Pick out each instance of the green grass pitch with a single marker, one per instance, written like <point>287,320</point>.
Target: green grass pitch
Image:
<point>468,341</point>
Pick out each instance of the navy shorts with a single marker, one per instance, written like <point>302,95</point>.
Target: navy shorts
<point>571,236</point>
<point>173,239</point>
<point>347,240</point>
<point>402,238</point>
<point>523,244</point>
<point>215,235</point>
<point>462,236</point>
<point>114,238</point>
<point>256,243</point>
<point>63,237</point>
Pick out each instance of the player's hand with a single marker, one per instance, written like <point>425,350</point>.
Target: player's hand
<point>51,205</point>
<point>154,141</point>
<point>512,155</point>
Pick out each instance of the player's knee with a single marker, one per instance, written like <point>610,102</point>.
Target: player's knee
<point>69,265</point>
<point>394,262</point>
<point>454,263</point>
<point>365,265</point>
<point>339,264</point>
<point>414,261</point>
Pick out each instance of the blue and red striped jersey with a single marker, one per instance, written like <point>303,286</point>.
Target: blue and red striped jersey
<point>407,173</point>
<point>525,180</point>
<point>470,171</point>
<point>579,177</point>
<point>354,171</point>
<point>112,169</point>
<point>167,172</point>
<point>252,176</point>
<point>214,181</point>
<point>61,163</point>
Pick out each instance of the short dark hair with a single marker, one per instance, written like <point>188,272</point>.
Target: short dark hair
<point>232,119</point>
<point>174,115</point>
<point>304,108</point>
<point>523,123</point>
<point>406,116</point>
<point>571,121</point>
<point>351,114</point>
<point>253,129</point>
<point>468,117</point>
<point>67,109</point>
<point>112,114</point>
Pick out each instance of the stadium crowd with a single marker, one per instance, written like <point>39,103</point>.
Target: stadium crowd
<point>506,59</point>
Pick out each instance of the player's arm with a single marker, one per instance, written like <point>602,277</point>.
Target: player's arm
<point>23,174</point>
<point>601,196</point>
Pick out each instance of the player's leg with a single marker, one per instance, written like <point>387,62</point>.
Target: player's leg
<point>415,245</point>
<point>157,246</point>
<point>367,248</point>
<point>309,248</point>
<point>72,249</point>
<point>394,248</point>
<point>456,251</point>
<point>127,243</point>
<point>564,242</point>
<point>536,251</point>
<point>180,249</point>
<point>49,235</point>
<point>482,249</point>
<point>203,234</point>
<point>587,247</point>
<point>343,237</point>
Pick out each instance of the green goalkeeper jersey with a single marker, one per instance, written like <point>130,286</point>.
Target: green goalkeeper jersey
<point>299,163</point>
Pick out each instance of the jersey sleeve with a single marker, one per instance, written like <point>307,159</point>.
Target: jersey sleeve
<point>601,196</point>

--

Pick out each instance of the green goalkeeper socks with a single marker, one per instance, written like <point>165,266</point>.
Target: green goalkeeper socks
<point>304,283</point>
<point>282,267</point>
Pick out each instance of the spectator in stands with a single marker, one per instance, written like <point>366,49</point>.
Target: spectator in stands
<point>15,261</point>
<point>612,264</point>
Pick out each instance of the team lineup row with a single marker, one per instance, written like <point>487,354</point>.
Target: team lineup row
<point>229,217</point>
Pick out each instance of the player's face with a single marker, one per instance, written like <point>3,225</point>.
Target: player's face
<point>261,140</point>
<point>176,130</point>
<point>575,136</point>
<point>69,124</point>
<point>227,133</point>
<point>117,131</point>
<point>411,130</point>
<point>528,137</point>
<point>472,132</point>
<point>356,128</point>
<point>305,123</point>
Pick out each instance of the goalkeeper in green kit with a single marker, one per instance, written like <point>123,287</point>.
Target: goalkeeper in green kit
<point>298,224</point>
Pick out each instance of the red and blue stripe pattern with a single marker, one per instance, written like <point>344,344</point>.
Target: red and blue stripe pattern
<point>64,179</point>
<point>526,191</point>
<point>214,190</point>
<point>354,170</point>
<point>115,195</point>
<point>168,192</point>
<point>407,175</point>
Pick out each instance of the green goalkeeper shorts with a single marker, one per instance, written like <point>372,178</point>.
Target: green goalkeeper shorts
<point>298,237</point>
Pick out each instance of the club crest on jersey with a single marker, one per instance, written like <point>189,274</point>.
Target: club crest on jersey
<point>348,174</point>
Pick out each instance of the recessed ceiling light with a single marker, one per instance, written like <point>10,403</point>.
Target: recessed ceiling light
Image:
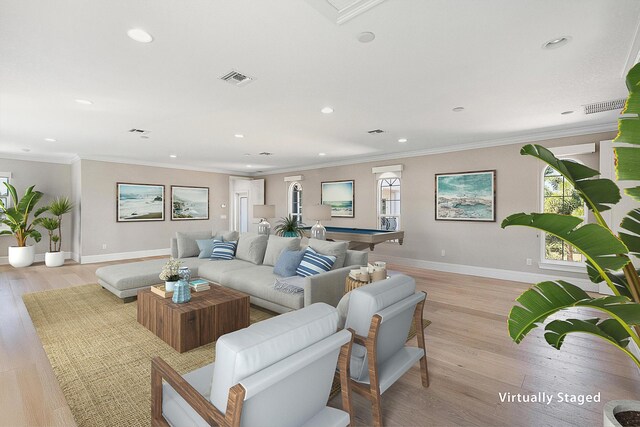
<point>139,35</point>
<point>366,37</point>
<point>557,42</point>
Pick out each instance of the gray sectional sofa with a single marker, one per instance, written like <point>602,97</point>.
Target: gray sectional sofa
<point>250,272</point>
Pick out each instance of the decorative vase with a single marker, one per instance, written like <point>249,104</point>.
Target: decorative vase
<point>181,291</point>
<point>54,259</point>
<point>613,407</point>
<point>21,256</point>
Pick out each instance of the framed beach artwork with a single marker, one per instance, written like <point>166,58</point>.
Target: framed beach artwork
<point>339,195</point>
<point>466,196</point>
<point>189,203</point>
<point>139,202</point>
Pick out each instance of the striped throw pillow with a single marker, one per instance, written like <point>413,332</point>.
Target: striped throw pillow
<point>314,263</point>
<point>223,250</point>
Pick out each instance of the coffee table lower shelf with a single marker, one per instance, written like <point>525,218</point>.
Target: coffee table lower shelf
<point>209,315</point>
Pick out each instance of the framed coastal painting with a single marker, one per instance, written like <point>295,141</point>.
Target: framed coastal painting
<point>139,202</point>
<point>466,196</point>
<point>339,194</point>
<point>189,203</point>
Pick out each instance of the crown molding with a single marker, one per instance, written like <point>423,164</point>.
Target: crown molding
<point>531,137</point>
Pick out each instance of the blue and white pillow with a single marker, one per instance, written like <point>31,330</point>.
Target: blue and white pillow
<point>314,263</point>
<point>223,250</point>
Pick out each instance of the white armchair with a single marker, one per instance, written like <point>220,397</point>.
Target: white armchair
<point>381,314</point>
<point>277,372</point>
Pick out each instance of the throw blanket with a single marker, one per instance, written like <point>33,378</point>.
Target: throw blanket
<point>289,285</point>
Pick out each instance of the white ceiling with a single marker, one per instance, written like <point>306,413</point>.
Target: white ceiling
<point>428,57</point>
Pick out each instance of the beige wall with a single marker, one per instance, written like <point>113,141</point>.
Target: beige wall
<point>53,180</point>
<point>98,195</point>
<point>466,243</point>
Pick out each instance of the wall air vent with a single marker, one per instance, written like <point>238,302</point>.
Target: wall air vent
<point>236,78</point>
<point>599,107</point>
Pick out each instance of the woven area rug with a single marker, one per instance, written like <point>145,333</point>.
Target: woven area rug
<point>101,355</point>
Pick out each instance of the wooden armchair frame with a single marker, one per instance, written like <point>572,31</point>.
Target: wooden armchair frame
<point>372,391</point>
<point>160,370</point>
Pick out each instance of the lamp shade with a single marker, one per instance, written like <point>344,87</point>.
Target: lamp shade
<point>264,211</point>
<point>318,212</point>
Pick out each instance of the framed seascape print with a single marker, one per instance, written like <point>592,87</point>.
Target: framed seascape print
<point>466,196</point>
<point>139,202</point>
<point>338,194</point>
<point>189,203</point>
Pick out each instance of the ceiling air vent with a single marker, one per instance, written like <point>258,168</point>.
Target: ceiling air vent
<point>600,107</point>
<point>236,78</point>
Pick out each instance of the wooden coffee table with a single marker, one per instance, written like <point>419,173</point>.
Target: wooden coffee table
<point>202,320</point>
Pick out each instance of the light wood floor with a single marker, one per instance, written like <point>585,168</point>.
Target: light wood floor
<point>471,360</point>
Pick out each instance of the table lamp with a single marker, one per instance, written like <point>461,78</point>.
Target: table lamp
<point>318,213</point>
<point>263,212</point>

---

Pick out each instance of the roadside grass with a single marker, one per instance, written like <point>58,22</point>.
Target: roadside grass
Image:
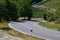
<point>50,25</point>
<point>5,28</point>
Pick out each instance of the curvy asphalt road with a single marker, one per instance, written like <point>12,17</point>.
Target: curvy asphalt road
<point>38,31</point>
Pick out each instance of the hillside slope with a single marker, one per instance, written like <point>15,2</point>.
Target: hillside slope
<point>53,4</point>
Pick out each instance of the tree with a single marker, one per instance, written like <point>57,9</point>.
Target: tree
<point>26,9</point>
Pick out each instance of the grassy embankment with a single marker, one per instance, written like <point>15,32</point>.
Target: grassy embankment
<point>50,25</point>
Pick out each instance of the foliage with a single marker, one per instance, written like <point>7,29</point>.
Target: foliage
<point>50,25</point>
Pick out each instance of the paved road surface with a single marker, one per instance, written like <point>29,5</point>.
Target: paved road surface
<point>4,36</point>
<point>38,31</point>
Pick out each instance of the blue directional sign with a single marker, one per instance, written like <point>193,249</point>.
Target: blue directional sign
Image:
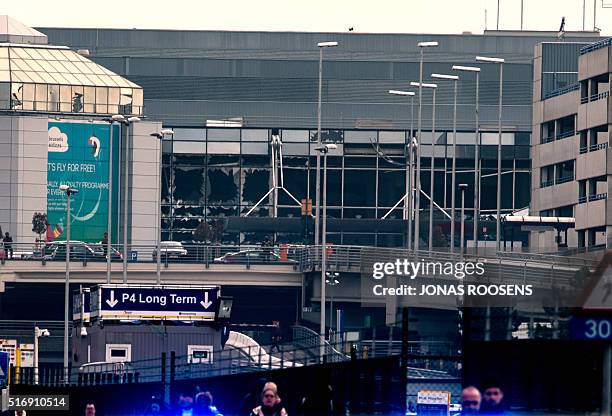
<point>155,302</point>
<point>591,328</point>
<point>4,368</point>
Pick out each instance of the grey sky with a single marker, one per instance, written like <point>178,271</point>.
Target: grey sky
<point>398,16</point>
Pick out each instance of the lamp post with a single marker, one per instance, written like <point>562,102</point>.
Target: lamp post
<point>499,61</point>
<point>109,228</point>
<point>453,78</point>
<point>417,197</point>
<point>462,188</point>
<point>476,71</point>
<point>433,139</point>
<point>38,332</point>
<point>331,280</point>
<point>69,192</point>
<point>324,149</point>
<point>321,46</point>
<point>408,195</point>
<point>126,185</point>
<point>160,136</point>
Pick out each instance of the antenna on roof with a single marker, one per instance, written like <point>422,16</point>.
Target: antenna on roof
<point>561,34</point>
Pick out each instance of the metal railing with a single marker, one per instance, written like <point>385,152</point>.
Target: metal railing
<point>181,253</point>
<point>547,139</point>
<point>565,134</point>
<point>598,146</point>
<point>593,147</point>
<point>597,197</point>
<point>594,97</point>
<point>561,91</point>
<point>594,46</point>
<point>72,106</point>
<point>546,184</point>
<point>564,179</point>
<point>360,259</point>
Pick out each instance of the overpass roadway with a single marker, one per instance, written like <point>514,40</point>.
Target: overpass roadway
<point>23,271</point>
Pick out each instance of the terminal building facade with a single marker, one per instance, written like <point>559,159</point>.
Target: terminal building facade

■ THE TASK ■
The string "recessed" may appear on lines of the data above; give the number of those lines and nothing more.

■ EXERCISE RESULT ■
2